**What is being asked:** Print the records below verbatim.

(Given entries Opens)

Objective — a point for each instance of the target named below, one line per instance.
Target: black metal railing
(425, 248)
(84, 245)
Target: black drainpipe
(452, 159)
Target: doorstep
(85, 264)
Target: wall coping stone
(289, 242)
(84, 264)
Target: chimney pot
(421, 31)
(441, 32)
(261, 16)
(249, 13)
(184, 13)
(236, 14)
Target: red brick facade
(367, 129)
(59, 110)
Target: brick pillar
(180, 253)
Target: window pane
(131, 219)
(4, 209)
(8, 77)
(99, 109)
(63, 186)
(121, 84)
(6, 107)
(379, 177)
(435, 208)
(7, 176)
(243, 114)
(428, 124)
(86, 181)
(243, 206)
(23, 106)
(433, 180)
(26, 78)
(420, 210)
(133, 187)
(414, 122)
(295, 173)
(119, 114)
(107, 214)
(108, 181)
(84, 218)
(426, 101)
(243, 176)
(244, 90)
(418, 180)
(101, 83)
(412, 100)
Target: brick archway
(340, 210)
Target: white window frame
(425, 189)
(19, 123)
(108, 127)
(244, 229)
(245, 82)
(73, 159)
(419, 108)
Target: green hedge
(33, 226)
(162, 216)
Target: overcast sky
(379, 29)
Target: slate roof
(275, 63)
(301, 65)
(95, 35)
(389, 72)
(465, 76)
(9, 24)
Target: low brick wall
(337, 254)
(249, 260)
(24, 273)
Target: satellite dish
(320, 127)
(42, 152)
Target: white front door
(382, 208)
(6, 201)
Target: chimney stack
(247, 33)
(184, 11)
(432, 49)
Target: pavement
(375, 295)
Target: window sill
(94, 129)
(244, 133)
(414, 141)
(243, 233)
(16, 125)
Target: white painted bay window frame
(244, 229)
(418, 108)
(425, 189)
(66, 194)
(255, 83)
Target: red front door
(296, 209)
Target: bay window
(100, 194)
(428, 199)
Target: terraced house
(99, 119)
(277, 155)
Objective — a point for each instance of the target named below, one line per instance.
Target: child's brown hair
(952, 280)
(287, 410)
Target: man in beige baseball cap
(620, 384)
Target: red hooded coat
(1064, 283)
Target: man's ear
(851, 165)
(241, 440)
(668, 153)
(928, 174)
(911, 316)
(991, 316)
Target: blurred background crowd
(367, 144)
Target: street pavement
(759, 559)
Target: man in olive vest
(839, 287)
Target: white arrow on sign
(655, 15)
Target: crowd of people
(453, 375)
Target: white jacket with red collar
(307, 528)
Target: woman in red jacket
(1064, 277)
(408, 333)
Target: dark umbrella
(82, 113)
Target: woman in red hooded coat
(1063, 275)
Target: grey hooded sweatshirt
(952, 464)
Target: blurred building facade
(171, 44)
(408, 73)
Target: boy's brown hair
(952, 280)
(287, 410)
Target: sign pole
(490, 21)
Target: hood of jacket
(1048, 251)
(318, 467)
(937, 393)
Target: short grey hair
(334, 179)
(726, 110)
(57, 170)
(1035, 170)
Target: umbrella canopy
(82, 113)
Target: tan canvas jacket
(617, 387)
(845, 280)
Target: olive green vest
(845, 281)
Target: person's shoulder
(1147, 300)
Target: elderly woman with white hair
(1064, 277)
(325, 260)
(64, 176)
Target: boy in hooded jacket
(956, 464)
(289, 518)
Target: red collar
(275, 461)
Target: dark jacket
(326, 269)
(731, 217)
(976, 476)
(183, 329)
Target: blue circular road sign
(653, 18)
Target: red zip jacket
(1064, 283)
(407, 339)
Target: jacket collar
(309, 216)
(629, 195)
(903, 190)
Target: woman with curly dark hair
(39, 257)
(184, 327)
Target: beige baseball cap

(Given entries Closes)

**Task answer:**
Objective — a point for each instance of the target named below, one line per instance.
Target: black metal railing
(425, 248)
(84, 245)
Target: black drainpipe
(452, 159)
Target: doorstep
(85, 264)
Target: wall coping stone
(289, 242)
(84, 264)
Target: chimney pot
(421, 31)
(441, 32)
(261, 16)
(249, 13)
(184, 13)
(236, 14)
Target: red brick facade
(367, 129)
(59, 110)
Target: brick pillar
(180, 253)
Target: window pane
(131, 219)
(4, 209)
(8, 77)
(99, 109)
(63, 186)
(121, 84)
(6, 107)
(379, 177)
(435, 208)
(7, 176)
(243, 114)
(428, 124)
(86, 181)
(243, 206)
(23, 106)
(433, 180)
(26, 78)
(420, 210)
(133, 187)
(414, 122)
(295, 173)
(119, 114)
(107, 214)
(108, 181)
(84, 218)
(426, 101)
(243, 176)
(244, 90)
(418, 180)
(101, 83)
(412, 100)
Target: brick archway
(340, 210)
Target: white window frame
(425, 189)
(19, 123)
(108, 127)
(244, 229)
(245, 82)
(73, 159)
(419, 108)
Target: green hedge
(33, 226)
(162, 216)
Target: overcast sky
(379, 29)
Target: slate roof
(275, 63)
(301, 65)
(95, 35)
(389, 72)
(465, 76)
(9, 24)
Target: low brick wall
(337, 254)
(249, 260)
(24, 273)
Target: satellite dish
(320, 127)
(42, 152)
Target: white front door
(382, 208)
(6, 201)
Target: chimney stack
(247, 33)
(184, 11)
(432, 49)
Target: pavement
(375, 295)
Target: window sill
(94, 129)
(244, 133)
(414, 141)
(243, 233)
(16, 125)
Target: white painted bay window frame
(244, 229)
(418, 108)
(425, 189)
(66, 194)
(255, 83)
Target: red front door
(296, 209)
Target: bay window
(100, 194)
(428, 199)
Target: terraced house
(99, 119)
(277, 155)
Objective — a point for each instance of the target named below, one line per instance.
Target: child's brown hair
(952, 280)
(287, 410)
Target: man in beige baseball cap
(620, 384)
Target: red hooded coat
(1064, 283)
Target: man's ear
(851, 165)
(241, 440)
(668, 153)
(928, 174)
(911, 316)
(991, 316)
Target: blurred background crowd
(367, 144)
Target: street pavement
(759, 559)
Target: man in olive vest
(839, 287)
Target: white arrow on sign
(655, 15)
Target: crowd of people
(453, 375)
Target: white jacket with red collar
(307, 528)
Target: woman in red jacket
(1064, 277)
(408, 333)
Target: dark umbrella
(82, 113)
Target: woman in red hooded coat
(1063, 275)
Target: grey hooded sweatshirt
(952, 464)
Target: blurred building facade
(171, 44)
(408, 73)
Target: boy's brown hair
(952, 280)
(287, 410)
Target: sign pole
(490, 21)
Target: hood of jacket
(1048, 251)
(318, 467)
(937, 393)
Target: short grey hair
(334, 179)
(726, 110)
(57, 170)
(1035, 170)
Target: umbrella canopy
(82, 113)
Target: tan canvas jacket
(617, 387)
(845, 280)
Target: olive green vest
(845, 281)
Target: person's shoulder
(1147, 300)
Target: elderly woman with white hair
(1064, 277)
(325, 260)
(64, 176)
Target: boy in hooded jacket
(956, 464)
(289, 518)
Target: red collar
(275, 461)
Target: dark jacket
(326, 269)
(731, 217)
(976, 476)
(183, 329)
Target: blue circular road sign
(653, 18)
Target: red zip jacket
(1064, 283)
(407, 339)
Target: jacket collar
(309, 216)
(629, 195)
(903, 190)
Target: woman with curly dark hair
(39, 257)
(184, 327)
Target: beige baseball cap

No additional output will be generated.